### Set exercise
Please count the lines in the listing that contain the word "deck" and give only that number.
## BEGIN Data for processing
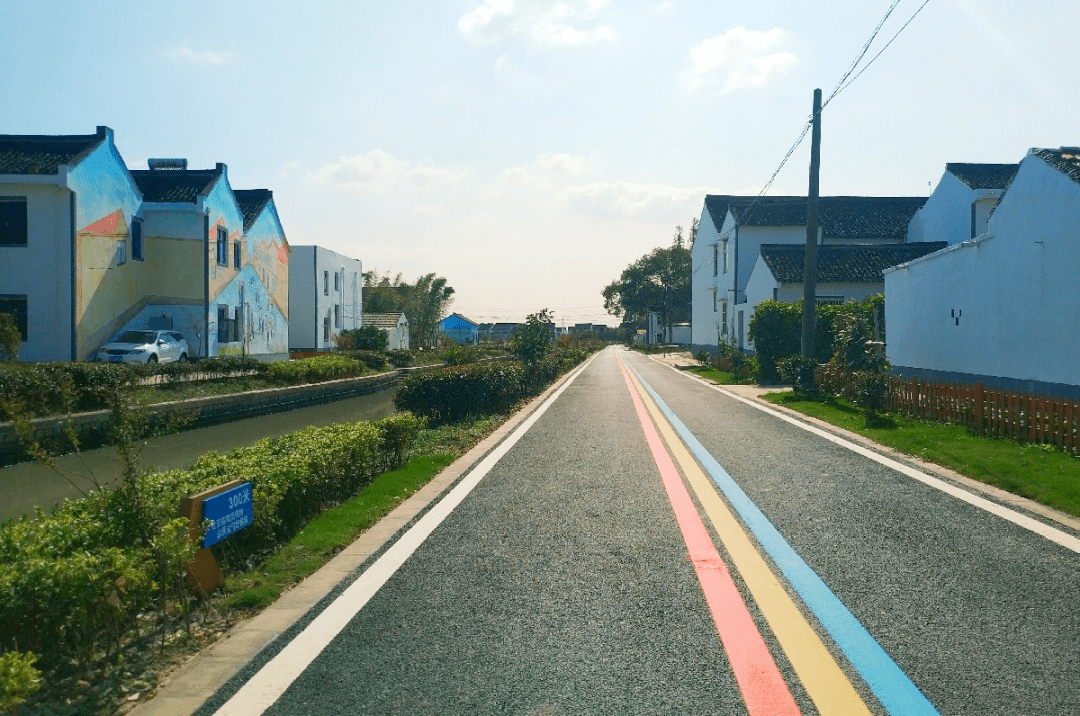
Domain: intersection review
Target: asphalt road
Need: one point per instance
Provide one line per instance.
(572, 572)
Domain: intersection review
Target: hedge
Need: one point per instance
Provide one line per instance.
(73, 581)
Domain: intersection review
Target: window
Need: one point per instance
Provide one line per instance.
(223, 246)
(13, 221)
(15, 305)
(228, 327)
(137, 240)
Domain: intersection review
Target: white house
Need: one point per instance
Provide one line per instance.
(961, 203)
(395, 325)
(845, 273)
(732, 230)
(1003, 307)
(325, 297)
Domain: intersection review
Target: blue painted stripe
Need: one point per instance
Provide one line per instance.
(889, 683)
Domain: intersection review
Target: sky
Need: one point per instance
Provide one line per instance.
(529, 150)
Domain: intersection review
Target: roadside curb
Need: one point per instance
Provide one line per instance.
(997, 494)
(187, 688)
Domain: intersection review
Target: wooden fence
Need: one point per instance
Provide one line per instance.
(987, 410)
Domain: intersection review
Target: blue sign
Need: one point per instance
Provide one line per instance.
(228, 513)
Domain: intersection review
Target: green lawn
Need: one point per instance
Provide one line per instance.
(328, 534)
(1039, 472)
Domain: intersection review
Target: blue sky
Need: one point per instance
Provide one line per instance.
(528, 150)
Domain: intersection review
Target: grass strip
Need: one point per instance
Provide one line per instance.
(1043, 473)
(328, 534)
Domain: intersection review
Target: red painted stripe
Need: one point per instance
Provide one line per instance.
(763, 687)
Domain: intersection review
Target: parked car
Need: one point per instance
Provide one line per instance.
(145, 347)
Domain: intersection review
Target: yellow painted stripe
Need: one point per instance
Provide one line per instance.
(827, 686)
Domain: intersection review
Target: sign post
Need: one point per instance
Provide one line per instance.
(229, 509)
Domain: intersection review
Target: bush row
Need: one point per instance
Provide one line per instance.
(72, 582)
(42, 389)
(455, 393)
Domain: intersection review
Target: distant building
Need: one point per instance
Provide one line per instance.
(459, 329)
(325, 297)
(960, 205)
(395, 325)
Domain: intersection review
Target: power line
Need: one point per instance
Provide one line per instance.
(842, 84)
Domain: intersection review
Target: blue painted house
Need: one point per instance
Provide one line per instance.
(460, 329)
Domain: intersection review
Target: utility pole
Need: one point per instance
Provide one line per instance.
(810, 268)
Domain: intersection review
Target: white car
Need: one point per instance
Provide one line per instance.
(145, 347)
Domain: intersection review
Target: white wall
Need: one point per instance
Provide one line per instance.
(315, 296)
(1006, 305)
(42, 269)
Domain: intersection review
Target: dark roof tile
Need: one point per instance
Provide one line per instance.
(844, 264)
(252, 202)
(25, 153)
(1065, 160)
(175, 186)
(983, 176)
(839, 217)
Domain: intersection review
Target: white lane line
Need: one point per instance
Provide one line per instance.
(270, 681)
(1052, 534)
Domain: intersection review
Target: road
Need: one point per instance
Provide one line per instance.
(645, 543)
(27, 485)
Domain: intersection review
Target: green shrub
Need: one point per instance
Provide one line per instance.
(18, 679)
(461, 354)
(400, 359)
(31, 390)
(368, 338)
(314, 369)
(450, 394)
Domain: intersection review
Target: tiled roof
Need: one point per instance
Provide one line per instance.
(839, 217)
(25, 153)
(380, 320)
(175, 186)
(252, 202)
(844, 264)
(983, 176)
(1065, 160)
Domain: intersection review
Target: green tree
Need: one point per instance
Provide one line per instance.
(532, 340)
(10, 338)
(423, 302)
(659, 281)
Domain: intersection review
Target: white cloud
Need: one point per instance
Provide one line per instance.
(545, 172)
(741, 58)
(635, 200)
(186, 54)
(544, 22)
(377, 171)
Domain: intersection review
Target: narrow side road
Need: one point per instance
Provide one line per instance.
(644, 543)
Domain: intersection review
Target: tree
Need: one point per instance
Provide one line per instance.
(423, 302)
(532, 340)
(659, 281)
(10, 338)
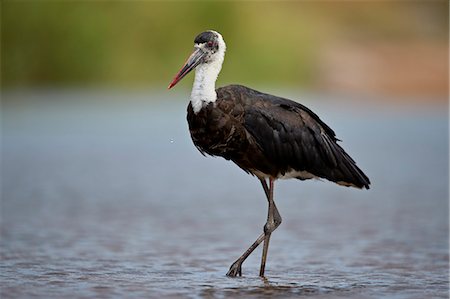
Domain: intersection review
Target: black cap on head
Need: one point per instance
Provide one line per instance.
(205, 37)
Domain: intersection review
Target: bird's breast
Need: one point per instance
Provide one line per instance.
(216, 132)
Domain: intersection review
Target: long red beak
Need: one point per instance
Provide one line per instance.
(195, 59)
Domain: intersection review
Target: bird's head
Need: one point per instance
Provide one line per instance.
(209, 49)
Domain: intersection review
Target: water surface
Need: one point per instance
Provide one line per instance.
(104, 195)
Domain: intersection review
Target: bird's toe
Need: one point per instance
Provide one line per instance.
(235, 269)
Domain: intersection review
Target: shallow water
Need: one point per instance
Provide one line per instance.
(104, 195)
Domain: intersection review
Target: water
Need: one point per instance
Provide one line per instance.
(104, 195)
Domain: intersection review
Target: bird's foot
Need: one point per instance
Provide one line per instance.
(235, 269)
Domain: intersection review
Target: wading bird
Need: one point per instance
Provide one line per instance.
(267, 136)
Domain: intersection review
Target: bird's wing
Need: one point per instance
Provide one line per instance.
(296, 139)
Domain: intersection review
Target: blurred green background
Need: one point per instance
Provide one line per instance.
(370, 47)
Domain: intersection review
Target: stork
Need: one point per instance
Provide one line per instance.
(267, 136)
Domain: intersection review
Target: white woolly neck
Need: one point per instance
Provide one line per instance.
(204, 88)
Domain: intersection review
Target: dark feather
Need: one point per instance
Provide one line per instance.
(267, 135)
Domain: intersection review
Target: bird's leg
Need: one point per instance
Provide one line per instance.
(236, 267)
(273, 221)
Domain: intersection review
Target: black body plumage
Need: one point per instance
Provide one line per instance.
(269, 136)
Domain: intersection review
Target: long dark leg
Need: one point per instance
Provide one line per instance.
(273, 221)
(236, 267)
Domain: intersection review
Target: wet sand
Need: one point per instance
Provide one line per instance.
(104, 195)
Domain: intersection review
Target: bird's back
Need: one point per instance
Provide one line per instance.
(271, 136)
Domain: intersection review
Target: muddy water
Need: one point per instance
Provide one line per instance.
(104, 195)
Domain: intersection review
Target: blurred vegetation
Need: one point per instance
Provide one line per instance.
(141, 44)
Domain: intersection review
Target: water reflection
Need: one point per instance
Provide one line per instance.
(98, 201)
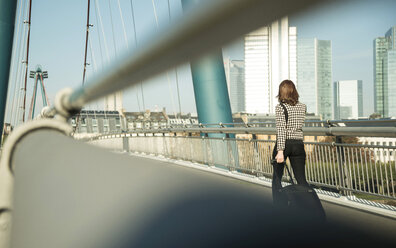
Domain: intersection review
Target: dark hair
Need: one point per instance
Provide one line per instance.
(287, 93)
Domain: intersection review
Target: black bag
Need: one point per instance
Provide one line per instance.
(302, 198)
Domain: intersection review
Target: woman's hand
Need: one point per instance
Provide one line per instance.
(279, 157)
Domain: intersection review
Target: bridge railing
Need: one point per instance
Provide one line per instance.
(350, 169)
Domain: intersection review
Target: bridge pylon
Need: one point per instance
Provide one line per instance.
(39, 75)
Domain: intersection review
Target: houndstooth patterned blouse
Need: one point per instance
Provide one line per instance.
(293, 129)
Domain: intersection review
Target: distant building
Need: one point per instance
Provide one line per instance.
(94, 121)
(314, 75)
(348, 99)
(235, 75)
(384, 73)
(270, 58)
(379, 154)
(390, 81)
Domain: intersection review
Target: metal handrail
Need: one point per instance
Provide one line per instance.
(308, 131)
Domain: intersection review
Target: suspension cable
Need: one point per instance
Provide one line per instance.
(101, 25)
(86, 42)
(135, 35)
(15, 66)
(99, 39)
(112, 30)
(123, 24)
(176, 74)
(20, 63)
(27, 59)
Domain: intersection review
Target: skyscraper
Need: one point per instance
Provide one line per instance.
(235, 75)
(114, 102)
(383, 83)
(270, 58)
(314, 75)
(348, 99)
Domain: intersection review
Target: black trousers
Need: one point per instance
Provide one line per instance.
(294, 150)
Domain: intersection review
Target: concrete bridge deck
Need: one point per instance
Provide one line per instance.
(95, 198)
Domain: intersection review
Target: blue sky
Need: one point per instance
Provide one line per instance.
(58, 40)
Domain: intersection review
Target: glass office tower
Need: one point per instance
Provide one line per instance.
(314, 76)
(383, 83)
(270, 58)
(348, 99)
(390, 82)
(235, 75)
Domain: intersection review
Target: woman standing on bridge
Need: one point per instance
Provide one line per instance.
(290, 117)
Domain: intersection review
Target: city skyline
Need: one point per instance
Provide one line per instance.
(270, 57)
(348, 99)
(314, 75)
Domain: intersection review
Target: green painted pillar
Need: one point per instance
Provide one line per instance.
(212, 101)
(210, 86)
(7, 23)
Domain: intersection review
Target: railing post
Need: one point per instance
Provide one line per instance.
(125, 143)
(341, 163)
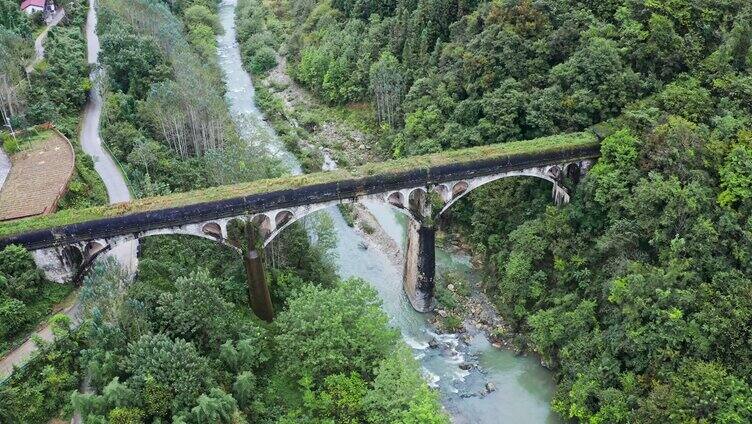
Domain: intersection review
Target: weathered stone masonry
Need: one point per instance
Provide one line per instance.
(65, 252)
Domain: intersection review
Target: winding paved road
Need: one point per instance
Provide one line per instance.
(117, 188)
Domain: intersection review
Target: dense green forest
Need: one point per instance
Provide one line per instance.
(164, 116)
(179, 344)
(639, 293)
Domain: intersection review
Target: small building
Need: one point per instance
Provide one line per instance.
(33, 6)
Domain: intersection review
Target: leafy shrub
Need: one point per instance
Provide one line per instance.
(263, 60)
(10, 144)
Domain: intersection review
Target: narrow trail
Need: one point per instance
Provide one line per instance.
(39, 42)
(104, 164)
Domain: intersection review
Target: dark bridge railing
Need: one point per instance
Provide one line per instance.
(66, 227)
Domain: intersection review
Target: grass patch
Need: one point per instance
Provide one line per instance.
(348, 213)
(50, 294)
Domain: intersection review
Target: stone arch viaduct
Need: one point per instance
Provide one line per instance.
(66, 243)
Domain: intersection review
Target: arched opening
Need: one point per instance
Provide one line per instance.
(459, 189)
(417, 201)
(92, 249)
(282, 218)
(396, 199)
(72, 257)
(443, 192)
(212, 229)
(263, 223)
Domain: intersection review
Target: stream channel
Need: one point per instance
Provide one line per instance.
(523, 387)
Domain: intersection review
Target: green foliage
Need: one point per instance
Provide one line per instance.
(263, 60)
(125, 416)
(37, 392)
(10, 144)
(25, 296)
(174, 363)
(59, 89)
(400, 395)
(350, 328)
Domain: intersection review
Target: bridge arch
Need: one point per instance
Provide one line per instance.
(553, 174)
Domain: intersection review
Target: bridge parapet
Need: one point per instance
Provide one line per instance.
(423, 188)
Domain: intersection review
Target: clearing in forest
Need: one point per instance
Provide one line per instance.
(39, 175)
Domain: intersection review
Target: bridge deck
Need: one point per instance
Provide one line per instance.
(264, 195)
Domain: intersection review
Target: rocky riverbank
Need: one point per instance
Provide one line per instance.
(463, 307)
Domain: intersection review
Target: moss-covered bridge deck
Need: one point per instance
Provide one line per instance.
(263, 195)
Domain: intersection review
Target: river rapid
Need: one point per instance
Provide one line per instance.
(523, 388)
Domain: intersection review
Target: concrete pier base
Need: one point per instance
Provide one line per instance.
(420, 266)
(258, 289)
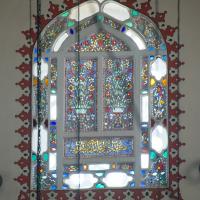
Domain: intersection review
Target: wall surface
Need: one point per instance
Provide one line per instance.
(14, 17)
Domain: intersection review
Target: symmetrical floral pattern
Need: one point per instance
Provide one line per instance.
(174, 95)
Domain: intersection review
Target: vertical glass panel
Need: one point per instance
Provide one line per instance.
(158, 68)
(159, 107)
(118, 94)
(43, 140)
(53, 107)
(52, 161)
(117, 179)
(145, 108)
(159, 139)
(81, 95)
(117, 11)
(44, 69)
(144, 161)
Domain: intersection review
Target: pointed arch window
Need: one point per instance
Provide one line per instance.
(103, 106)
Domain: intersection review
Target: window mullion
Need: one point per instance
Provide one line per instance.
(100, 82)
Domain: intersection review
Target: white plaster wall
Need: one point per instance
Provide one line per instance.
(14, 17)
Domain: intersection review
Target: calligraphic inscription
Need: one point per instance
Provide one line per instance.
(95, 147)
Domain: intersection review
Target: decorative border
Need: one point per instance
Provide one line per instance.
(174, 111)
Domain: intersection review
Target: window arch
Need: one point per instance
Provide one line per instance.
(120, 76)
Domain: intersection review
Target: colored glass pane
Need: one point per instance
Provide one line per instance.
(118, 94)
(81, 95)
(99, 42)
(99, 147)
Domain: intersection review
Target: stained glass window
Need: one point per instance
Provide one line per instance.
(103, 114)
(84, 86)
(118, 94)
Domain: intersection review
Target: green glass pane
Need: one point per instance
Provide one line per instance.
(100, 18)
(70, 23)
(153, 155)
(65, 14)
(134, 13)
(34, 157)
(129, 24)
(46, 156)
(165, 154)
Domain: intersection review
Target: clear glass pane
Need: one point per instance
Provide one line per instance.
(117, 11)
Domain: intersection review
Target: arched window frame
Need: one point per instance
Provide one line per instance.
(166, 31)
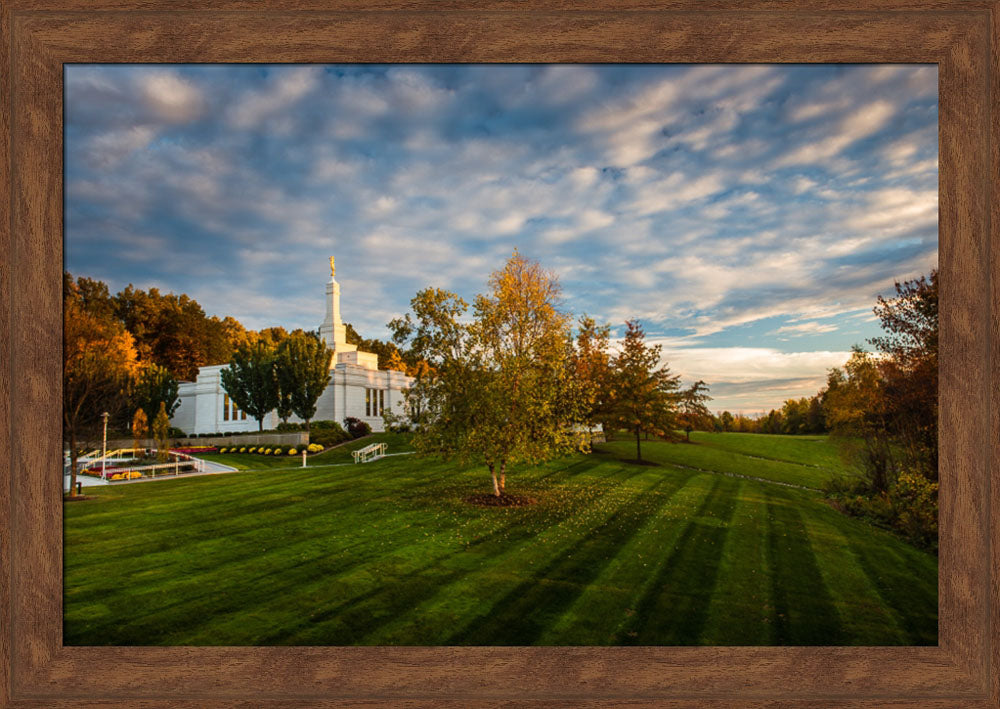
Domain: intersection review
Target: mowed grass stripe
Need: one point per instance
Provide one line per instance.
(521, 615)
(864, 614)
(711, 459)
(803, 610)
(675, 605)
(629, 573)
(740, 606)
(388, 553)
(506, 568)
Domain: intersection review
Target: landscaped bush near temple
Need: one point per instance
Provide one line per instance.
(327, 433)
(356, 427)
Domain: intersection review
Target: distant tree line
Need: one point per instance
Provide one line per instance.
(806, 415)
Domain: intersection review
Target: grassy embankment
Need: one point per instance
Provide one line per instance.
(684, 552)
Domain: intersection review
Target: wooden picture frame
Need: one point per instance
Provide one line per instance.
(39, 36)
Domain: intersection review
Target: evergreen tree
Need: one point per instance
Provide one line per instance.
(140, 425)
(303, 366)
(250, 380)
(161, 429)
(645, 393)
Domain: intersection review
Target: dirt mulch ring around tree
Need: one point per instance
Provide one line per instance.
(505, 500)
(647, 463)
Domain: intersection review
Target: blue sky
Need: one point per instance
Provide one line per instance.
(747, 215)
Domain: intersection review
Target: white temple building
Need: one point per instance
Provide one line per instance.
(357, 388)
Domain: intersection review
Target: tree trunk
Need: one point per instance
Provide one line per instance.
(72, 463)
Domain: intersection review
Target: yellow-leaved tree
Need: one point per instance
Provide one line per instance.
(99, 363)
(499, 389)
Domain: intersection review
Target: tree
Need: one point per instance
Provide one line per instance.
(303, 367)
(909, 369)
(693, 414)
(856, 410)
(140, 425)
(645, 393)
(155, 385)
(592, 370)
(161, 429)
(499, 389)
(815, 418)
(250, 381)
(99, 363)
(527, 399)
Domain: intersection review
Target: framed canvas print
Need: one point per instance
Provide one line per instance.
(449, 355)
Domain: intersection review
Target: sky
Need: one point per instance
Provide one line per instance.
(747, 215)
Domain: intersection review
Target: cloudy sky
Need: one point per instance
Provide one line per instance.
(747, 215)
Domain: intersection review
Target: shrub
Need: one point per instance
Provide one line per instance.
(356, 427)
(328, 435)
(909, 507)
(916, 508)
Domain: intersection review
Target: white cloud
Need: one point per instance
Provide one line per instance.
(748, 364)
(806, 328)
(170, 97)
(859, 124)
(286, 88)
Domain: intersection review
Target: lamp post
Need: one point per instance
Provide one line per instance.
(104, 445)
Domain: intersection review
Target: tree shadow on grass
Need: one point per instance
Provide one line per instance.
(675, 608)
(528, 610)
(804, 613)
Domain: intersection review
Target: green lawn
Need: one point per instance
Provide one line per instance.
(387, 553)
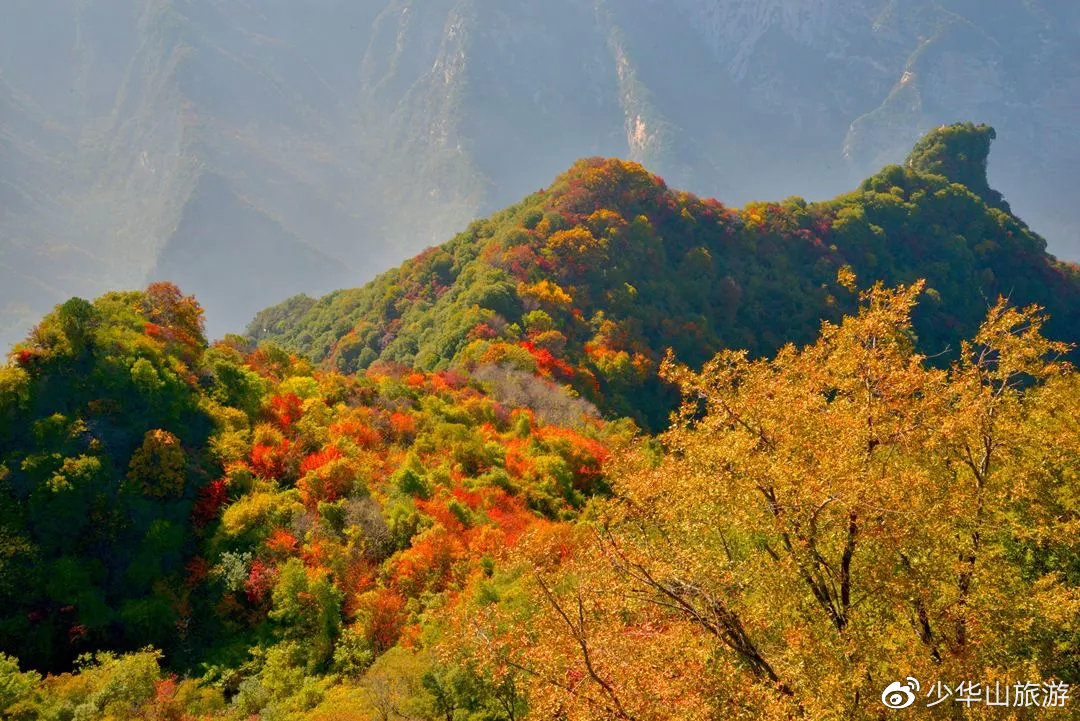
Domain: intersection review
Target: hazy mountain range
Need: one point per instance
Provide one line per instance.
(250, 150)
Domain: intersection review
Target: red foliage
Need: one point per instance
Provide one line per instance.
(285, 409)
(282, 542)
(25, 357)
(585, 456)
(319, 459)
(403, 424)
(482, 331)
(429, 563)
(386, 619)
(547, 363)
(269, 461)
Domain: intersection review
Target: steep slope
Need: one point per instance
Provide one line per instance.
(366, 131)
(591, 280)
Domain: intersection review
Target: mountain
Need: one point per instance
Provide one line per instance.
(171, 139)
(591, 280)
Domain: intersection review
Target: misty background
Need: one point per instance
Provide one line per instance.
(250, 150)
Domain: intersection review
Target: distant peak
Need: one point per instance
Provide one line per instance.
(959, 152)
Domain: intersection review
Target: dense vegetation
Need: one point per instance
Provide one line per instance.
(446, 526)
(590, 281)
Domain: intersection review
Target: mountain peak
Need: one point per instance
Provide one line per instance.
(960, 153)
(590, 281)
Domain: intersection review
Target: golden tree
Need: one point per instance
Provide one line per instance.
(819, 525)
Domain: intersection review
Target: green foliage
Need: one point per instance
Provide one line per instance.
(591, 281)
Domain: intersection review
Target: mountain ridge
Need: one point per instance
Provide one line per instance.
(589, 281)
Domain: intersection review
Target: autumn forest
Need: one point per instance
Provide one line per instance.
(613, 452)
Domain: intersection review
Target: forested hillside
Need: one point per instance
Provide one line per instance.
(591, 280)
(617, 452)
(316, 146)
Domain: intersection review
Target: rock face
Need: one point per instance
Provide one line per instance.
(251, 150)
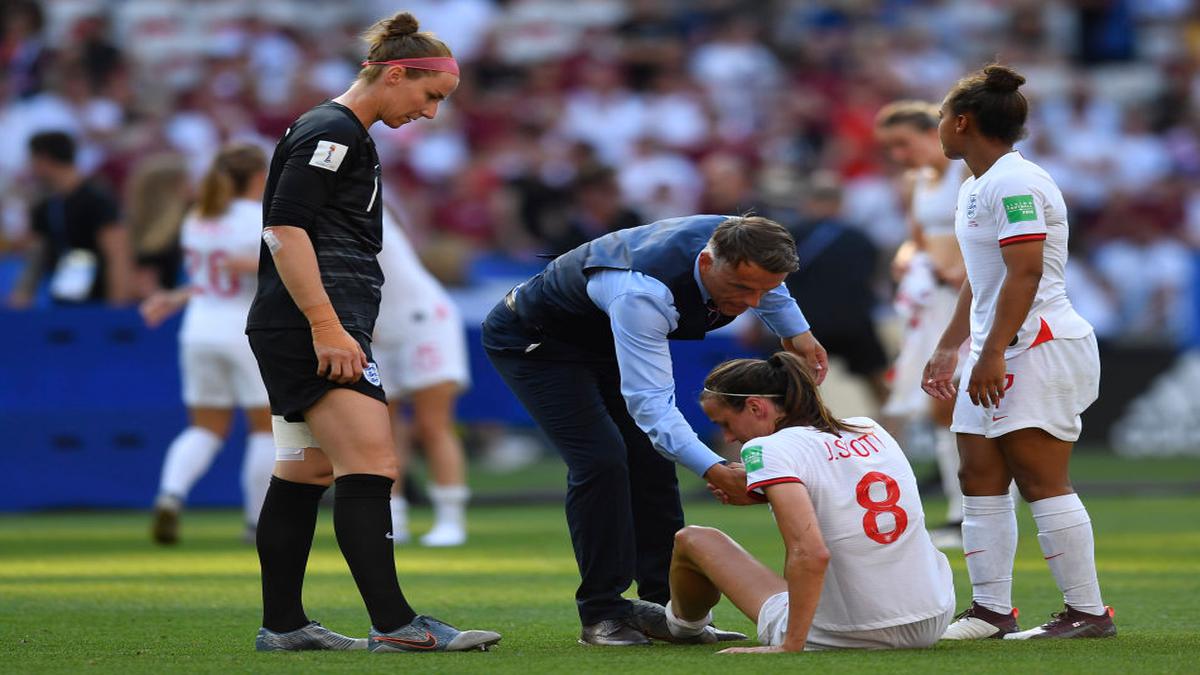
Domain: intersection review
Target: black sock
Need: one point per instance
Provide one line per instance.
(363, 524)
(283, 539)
## END Data for processing
### Answer
3